>> begin DATA FOR THIS EXERCISE

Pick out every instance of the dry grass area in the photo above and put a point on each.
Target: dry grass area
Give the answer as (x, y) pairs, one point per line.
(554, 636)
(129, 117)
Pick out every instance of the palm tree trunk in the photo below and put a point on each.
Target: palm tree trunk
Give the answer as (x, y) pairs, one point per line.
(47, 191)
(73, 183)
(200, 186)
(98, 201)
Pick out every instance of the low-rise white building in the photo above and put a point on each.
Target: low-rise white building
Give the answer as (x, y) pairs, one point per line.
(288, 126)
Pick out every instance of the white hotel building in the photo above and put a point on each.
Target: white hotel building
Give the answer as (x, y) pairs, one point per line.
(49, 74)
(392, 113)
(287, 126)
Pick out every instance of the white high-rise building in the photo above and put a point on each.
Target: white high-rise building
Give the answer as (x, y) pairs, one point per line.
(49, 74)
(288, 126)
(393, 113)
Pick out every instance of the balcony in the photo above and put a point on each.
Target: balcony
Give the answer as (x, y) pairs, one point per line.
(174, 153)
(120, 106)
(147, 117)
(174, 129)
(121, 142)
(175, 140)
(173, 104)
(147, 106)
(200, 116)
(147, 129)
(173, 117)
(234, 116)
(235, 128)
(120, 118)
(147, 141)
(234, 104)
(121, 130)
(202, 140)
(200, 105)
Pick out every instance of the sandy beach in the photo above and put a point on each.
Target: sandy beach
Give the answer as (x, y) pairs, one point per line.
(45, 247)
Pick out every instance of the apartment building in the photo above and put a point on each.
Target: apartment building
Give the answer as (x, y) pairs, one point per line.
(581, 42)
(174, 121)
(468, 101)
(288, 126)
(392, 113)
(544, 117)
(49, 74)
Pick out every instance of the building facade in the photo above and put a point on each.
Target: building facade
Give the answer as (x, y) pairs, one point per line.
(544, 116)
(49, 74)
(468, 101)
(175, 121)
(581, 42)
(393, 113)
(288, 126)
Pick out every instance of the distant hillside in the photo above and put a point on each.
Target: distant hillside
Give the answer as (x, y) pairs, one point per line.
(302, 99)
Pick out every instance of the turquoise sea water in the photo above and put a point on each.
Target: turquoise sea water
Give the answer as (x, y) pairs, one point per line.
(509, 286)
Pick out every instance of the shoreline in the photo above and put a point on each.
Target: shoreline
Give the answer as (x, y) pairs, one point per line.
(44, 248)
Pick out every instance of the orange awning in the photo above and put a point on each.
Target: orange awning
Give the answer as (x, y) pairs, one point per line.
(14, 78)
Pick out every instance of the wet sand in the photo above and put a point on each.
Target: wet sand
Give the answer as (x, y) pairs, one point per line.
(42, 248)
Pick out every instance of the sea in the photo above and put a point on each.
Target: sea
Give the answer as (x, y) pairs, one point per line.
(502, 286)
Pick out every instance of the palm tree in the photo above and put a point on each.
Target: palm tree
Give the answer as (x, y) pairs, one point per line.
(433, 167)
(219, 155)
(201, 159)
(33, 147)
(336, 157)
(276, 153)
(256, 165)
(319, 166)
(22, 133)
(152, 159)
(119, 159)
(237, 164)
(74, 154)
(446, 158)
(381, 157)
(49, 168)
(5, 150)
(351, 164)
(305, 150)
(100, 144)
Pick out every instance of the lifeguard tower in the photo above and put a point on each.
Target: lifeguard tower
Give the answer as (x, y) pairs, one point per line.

>> end DATA FOR THIS EXERCISE

REQUIRED WORK » Put every line of the records into a numbered list, from the line containing "Pick out every instance of the distant" through the end of the records, inclusive, and skip any blank lines.

OUTPUT OF THE TASK »
1. Pick out every instance of the distant hillside in the photo above and put a point on each.
2. Target: distant hillside
3. Give the answer as (x, y) pairs, one point per line.
4. (302, 99)
5. Pick out every instance of the turquoise sea water in the photo above and put a point on each.
6. Target: turquoise sea water
7. Give the answer as (x, y) pairs, one point per line.
8. (509, 286)
9. Pick out every instance of the shoreline in the photo above and put a point on each.
10. Target: shoreline
11. Give the answer as (x, y) pairs, one point per line.
12. (44, 248)
13. Pick out every instance of the orange awning in the photo above and put a point on each.
14. Target: orange awning
15. Give the answer as (x, y) pairs, one point per line.
16. (14, 78)
17. Pick out every instance of the wet sand in the photo above and put a point on each.
18. Target: wet sand
19. Give the answer as (x, y) pairs, one point per line.
20. (42, 248)
21. Pick out every instance of the sea in the photo above and put a point on each.
22. Target: sea
23. Give the answer as (x, y) pairs, one point per line.
24. (502, 286)
25. Pick out every instance of the palm tree in the photo above and put a point on each.
26. Target: palm tree
27. Give the answer as (x, y) pairs, one point per line.
28. (433, 167)
29. (219, 155)
30. (201, 159)
31. (33, 147)
32. (336, 157)
33. (276, 153)
34. (256, 165)
35. (319, 166)
36. (22, 133)
37. (152, 159)
38. (119, 159)
39. (237, 164)
40. (74, 154)
41. (446, 158)
42. (381, 157)
43. (49, 168)
44. (5, 150)
45. (351, 164)
46. (305, 150)
47. (100, 144)
48. Pick out every instance of the lifeguard tower in the photo above and put a point on each.
49. Target: lifeguard tower
50. Give the answer as (x, y) pairs, one point per line.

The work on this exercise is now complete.